## Exercise brief
Please list the things the son does with the iPad while the narrator's mom watches, according to the iPad story below.

BEGIN Study text

This past Christmas, we got an iPad 2. Our son, who wasn’t quite 2-years-old at the time, loved to look at stuff on it. We would show him pictures, videos, and he loved to watch me play Bejeweled Blitz.
Soon, though, we knew we’d have to get it kid-proof, so we bought the heavy duty, military grade iPad case so he could flick away on the thing without us losing our shit that he’d break this expensive toy.
Flash forward a month, and my mom came to visit. She wanted to see the iPad, so I gave it to her. Stereotypically, she couldn’t get it to work. I told my son to show her how to use it.
She was flabbergasted to watch this little dude turn it on, unlock it, and start navigating to his favorite apps (one with Elmo and letters). We thought it was cool how he could intuitively operate it, and soon we were instituting time limits on his play because he got so carried away with it.

END Study text
BEGIN Provided material

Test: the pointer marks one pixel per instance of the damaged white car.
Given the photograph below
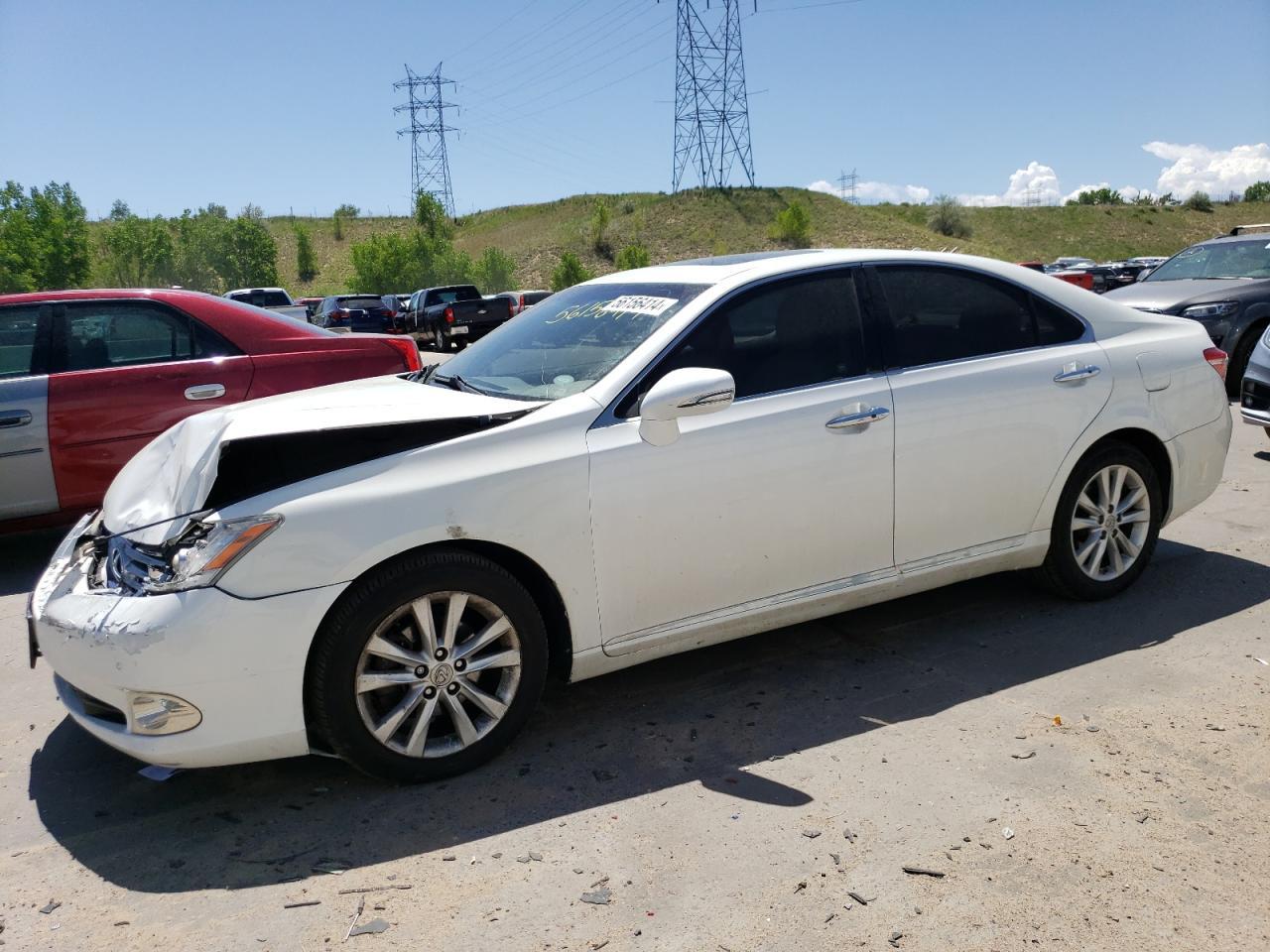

END Provided material

## Exercise response
- Turns it on
- Unlocks it
- Starts navigating to his favorite apps